Task description – Every line of the material below must be repeated exactly.
**** Provided data
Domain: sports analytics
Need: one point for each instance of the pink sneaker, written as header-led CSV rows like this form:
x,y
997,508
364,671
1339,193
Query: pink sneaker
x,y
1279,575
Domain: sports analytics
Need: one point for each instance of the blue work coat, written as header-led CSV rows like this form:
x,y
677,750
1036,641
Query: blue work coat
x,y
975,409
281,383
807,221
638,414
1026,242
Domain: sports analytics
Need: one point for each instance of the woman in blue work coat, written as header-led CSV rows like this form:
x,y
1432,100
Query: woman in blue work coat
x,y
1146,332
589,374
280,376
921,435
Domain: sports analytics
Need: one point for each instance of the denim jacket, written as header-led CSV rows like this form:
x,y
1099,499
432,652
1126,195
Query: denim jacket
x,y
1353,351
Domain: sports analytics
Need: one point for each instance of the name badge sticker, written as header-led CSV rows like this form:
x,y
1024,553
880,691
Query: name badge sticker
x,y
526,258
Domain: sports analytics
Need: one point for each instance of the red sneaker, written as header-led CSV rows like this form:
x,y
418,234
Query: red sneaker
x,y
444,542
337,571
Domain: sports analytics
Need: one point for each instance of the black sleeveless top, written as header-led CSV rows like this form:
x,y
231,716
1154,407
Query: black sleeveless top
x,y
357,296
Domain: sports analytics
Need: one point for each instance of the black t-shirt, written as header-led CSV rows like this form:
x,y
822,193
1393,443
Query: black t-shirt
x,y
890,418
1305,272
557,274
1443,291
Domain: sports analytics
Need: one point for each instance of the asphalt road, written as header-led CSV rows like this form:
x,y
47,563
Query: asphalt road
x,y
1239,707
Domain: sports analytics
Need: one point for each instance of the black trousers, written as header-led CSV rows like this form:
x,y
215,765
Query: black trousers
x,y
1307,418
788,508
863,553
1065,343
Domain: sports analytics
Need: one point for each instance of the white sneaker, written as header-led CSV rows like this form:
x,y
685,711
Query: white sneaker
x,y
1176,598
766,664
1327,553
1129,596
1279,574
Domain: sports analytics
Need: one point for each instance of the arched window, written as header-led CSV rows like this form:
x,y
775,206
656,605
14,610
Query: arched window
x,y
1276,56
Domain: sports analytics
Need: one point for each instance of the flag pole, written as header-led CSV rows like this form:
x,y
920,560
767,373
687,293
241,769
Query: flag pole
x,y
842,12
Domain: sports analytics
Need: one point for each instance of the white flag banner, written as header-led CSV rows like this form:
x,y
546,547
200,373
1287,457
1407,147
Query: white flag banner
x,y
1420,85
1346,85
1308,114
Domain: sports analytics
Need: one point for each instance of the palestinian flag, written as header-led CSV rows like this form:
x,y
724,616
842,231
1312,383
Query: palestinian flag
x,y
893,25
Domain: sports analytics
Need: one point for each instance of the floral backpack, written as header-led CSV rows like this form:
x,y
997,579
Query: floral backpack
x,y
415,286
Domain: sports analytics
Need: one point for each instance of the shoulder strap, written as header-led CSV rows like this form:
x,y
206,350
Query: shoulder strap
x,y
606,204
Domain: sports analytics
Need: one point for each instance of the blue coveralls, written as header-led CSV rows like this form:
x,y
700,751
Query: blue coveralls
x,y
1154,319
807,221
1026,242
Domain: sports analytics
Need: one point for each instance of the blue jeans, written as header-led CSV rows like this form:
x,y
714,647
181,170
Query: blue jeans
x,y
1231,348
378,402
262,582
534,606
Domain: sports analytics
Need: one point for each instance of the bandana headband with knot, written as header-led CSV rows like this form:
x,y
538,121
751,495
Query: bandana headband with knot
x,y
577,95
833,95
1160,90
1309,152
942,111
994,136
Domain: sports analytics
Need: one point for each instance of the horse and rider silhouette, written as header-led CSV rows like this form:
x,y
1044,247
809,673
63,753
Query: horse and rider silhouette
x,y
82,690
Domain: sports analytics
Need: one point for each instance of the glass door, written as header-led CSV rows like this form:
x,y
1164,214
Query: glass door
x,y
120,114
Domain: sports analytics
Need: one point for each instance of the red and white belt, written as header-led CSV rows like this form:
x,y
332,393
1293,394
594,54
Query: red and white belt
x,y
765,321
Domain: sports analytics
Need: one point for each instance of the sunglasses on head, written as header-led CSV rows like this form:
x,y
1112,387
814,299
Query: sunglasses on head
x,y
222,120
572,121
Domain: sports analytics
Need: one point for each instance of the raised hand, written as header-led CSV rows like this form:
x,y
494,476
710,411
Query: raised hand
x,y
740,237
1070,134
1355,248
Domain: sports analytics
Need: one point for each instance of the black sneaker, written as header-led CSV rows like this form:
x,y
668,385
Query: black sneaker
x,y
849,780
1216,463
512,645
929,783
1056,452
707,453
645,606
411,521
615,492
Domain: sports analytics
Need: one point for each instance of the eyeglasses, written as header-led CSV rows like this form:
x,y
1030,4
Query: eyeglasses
********
Full response –
Domain: sports analytics
Need: one point for each instance of the pink sneaker, written as header-led CSV rows like this form:
x,y
997,508
364,671
1339,193
Query: pink sneaker
x,y
1279,575
Domain: sports analytics
Need: one point for each instance of the blue work coat, written as header-led CSV rows like this form:
x,y
677,750
1036,641
Query: blue work coat
x,y
975,409
281,383
807,221
638,414
1026,242
Domain: sports analytics
Need: one point for each instance of the woman in blue work coat, written as header-led CSV rows like this form:
x,y
1432,100
Query: woman in blue work coat
x,y
1146,332
589,374
280,376
921,435
Domain: sports analytics
Need: one point for each instance of the denim jacket, written as header-led CSV rows like this form:
x,y
1099,499
432,652
1126,195
Query: denim jacket
x,y
1353,351
Domain: sports analytics
Need: one point for each instance of the name badge sticker, written as header-led CSV rows like this form:
x,y
1024,553
880,691
Query: name badge sticker
x,y
526,258
Domain: sports analytics
Need: one point for each instance of the red sneaker, written as header-led CSV rows like this form:
x,y
418,234
Query: red sneaker
x,y
444,542
337,571
Domain: sports analytics
Need: one point for each instance of the black sleeveless top, written as header-led CSV rows like this form:
x,y
231,716
1154,407
Query: black sleeveless top
x,y
357,296
Domain: sports analytics
Need: one point for each instance of the black t-shirt, written as header-led CSV rows like this form:
x,y
822,193
1393,443
Query: black t-shirt
x,y
890,418
1305,272
557,274
1443,291
Domain: sports analytics
Need: one point for each instance of the asphalt road, written as header-led CSV rows like this form:
x,y
47,563
Query: asphalt road
x,y
1239,707
Domain: sports analytics
Need: one point for each instance of the black trousers, written as header-led CSV rows like this form:
x,y
215,765
Query: black trousers
x,y
1307,418
788,508
863,553
1065,343
Domain: sports analytics
Need: one point for each instance of the white sneaker, written as header-led CSV rows like this form:
x,y
685,711
Query: white sneaker
x,y
1176,598
766,664
1327,553
1129,596
1279,574
Domain: sports analytics
Need: one point for each instance of the arched window, written as header-led CSV rows like this form:
x,y
775,206
656,605
14,610
Query: arched window
x,y
1276,56
Domain: sports analytics
Need: one point for each instance of the flag pole, written as header-led CSV rows like this form:
x,y
920,560
767,373
687,293
241,769
Query: flag pole
x,y
842,12
Domain: sports analytics
Need: one point for each instance of the white flag banner, written as header-led CSV rows like this form:
x,y
546,547
200,373
1287,457
1407,147
Query: white flag banner
x,y
1420,85
1346,85
1308,114
Domain: sports analytics
Need: one point for each instance of the palestinian flag, written as header-led CSV rows like this form:
x,y
724,616
842,231
1312,383
Query: palestinian flag
x,y
893,25
Domain: sports analytics
Need: one point for each instance of the floral backpack, written as header-led CSV rows like this form:
x,y
997,579
Query: floral backpack
x,y
415,286
Domain: sports analytics
Need: one point for each instance of the shoulder strap, written as header-led CSV rows like this form:
x,y
206,350
Query: shoulder strap
x,y
606,204
Domain: sports analytics
Need: one point for each instance of the blue coveralls, written as header-led CSV rows like this form:
x,y
700,751
Query: blue coveralls
x,y
1154,319
807,221
1026,242
Domain: sports analytics
Need: one point for each instance of the blue jeans, written as header-led CSV rows like this form:
x,y
714,647
181,170
Query: blue jeans
x,y
1231,348
378,402
262,582
534,606
Domain: sports analytics
Need: one point for each instance of the bandana headband with knot, written as header-led CSV rows like this form:
x,y
538,121
751,495
Query: bandana headband with knot
x,y
577,95
833,95
1160,90
1309,152
942,111
994,136
Domain: sports analytics
Need: one point for each instance of the horse and rider silhouette, written as header-led CSV rows like this form:
x,y
1044,247
809,673
63,753
Query: horse and rider silhouette
x,y
82,690
Domain: sports analytics
Need: one point for each instance of the glass door, written as header-led CSV rows like this form:
x,y
1164,214
Query: glass door
x,y
120,114
Domain: sports analytics
Need: one point for each instance of the red and white belt, written as header-led CSV rows like this form:
x,y
332,393
1293,394
594,54
Query: red and white belt
x,y
765,321
Domain: sports analytics
Need: one point for each instance of the sunglasses on head, written as header-led CSV rows like this form:
x,y
1112,387
814,299
Query: sunglasses on head
x,y
222,120
572,121
Domain: sports analytics
Need: one point for each instance of the raised hand, written as header-led CSV rows like this form:
x,y
494,476
710,411
Query: raised hand
x,y
740,237
1070,134
1355,248
Domain: sports analytics
Need: one point for each instance of the black sneaker, written as header-led CSV rows like this form:
x,y
668,385
Query: black sneaker
x,y
849,780
1216,463
512,645
929,783
1056,452
707,453
645,606
411,521
615,492
Domain: sports analytics
Need: one point for each instance of the eyeglasses, written as header-led CSV rows like this form:
x,y
1030,4
Query: eyeglasses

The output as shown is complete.